-- Begin SOURCE RECORDS --

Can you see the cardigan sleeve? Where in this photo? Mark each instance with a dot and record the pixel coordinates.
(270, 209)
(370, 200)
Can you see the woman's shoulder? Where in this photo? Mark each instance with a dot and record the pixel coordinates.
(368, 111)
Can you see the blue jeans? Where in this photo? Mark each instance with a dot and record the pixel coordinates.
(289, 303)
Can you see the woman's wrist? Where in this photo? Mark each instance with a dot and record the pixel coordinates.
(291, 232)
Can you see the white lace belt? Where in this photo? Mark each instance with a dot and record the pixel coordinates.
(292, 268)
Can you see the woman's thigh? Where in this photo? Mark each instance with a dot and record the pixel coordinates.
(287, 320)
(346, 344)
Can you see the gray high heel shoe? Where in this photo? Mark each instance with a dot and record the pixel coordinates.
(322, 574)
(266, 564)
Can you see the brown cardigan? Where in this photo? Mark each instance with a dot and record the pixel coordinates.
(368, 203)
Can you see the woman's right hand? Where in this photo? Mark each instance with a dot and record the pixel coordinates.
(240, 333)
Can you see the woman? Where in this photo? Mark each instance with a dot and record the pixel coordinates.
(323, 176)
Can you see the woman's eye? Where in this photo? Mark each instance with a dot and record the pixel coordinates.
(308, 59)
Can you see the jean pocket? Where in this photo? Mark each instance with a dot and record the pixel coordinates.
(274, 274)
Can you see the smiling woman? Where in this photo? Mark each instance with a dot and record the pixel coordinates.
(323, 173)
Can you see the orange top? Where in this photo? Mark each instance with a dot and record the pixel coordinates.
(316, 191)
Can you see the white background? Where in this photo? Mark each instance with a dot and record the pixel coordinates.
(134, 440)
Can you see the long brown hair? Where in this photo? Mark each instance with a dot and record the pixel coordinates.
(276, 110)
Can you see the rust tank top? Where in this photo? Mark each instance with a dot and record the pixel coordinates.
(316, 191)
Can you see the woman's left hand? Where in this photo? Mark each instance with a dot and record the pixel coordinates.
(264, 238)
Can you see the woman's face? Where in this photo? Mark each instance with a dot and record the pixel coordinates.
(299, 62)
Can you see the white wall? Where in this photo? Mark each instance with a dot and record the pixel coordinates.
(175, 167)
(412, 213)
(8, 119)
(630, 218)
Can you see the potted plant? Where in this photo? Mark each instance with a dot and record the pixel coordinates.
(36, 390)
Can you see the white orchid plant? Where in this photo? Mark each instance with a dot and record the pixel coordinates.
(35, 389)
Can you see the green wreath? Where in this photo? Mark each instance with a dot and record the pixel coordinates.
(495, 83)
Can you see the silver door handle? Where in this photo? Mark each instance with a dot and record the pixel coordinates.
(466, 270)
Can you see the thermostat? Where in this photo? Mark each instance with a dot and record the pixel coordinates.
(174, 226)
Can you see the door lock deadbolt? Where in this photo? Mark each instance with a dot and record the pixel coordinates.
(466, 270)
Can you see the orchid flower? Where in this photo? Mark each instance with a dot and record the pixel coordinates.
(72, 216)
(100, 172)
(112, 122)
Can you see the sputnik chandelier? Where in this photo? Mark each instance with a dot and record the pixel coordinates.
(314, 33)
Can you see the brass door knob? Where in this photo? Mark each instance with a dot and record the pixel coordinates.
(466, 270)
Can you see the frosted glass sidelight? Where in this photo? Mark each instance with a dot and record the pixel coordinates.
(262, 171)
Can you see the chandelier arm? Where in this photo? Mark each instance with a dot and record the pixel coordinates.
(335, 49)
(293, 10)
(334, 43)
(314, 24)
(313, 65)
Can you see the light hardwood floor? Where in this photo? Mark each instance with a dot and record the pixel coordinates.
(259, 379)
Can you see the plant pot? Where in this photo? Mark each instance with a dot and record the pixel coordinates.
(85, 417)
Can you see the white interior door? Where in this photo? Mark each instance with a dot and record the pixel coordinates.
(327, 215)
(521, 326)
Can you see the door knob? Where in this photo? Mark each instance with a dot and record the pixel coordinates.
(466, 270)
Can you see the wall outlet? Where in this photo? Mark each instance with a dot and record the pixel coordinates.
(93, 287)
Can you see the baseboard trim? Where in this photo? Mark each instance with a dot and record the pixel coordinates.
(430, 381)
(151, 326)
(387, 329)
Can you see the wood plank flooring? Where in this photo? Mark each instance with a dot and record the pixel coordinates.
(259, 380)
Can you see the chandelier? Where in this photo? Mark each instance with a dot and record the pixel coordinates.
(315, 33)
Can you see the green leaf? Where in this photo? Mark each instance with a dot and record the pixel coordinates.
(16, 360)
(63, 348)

-- End SOURCE RECORDS --

• TASK:
Could you turn every line of all the entries above into a JSON list of strings, one string per line, with blank lines left out?

• TASK RESPONSE:
[
  "Can you see the cardigan sleeve? Where in this photo? Mark each instance with a dot and record the pixel coordinates.",
  "(270, 209)",
  "(370, 200)",
  "Can you see the woman's shoulder? Where in this photo? Mark each instance with a dot and record the pixel coordinates.",
  "(368, 111)",
  "Can you see the blue jeans? Where in this photo? Mark each instance with a dot and record the pixel coordinates.",
  "(289, 303)",
  "Can you see the woman's wrist? Where in this photo? Mark each instance with a dot and record the pixel coordinates.",
  "(291, 232)",
  "Can you see the white lace belt? Where in this photo? Mark each instance with a dot and record the pixel coordinates.",
  "(292, 268)",
  "Can you see the woman's thigh? Where in this photo? Mark each instance with a dot and record the pixel coordinates.",
  "(287, 320)",
  "(346, 344)",
  "Can you see the gray high heel shoe? Where in this photo? Mark each instance with a dot and record the pixel coordinates.",
  "(322, 574)",
  "(266, 564)",
  "Can you see the brown cardigan? Where in this photo? Mark each instance with a dot and record the pixel coordinates.",
  "(368, 203)",
  "Can you see the woman's right hand? Where in this photo? Mark each instance with a dot and record the pixel coordinates.",
  "(240, 333)",
  "Can you see the woman? Where in this photo? Mark each instance with a dot and record the pixel coordinates.",
  "(323, 176)",
  "Can you see the woman's eye? Where in this photo? Mark each instance with a dot and record the pixel coordinates.",
  "(308, 59)",
  "Can you see the jean pocket? Where in this photo? Mark each instance with a dot and record the pixel coordinates.",
  "(274, 274)",
  "Can you see the smiling woman? Where in this photo? Mark each instance with a dot and record the pixel coordinates.",
  "(323, 173)",
  "Can you see the orange top? Where in this photo? Mark each instance with a dot and record the pixel coordinates.",
  "(316, 191)",
  "Can you see the white background? Where in this photo? Mark each instance with a dot and record the pixel coordinates.",
  "(134, 440)",
  "Can you see the long brown hair? Where in this photo? Mark each instance with a dot and record the pixel coordinates.",
  "(276, 110)",
  "Can you see the rust tank top? Where in this photo? Mark each instance with a dot and record the pixel coordinates.",
  "(316, 191)",
  "Can you see the woman's left hand? Where in this photo? Mark each instance with a dot and record the pixel coordinates.",
  "(264, 238)",
  "Can you see the woman's face? Where in this photo? Mark each instance with a dot and record the pixel coordinates.",
  "(299, 62)",
  "Can you see the white wall? Where in this photo? Mark each instance with a dot and record the pixel coordinates.",
  "(175, 167)",
  "(412, 213)",
  "(8, 119)",
  "(630, 218)",
  "Can you see the potted plant? Where in this photo? Mark each instance with a dot and record the pixel coordinates.",
  "(36, 390)",
  "Can you see the white orchid plant? Where in this photo? Mark each instance with a dot and record the pixel coordinates.",
  "(35, 389)",
  "Can you see the green wreath? Where in this photo? Mark each instance with a dot and record the pixel coordinates.",
  "(495, 83)",
  "Can you see the silver door handle? Where in this photo? Mark each instance with a dot and record the pixel coordinates.",
  "(466, 270)",
  "Can you see the thermostat? Where in this photo? Mark each instance with a dot and record the pixel coordinates.",
  "(174, 226)",
  "Can you see the door lock deadbolt? Where in this photo? Mark each instance with a dot and record the pixel coordinates.",
  "(466, 270)",
  "Can you see the orchid flower? Where in this photo? Mark each instance with a dot and record the pixel coordinates.",
  "(72, 216)",
  "(100, 172)",
  "(112, 122)",
  "Can you see the sputnik chandelier? Where in this photo? Mark each instance with a dot and record the pixel coordinates.",
  "(314, 33)",
  "Can you see the brass door knob? Where in this photo? Mark each instance with a dot and record the pixel coordinates.",
  "(466, 270)",
  "Can you see the frosted glass sidelight? Where in this photo? Mark each instance with a dot and record the pixel coordinates.",
  "(262, 171)",
  "Can you see the chandelier arm? Where in this photo? Mark each instance with a dot and record the pixel coordinates.",
  "(335, 49)",
  "(293, 10)",
  "(334, 43)",
  "(314, 24)",
  "(313, 65)",
  "Can you see the light hardwood floor? Where in this photo? Mark each instance with a dot and record the pixel coordinates.",
  "(259, 379)",
  "Can you see the plant pot? Where in this photo? Mark each instance with a dot and record the pixel coordinates.",
  "(85, 417)",
  "Can you see the white interior door? Where in this photo? Mark each instance with a dot and record the pixel coordinates.",
  "(327, 215)",
  "(521, 326)",
  "Can you see the door knob? Where in this photo? Mark each instance with a dot and record the pixel coordinates.",
  "(466, 270)",
  "Can you see the wall outlet? Where in this photo? Mark each instance with a dot and record the pixel coordinates.",
  "(93, 287)",
  "Can you see the baseboard trim? Where in this photo? Mark each instance with a dot and record the pixel coordinates.",
  "(430, 381)",
  "(151, 326)",
  "(387, 329)",
  "Can you see the wood plank flooring? Where in this photo? Mark each instance with a dot and record the pixel coordinates.",
  "(259, 380)",
  "Can you see the chandelier? Where in this photo? Mark each instance with a dot and record the pixel coordinates.",
  "(315, 33)",
  "Can you see the green leaf? Where in this photo? Mark each instance with a dot and record the pixel coordinates.",
  "(16, 360)",
  "(63, 348)"
]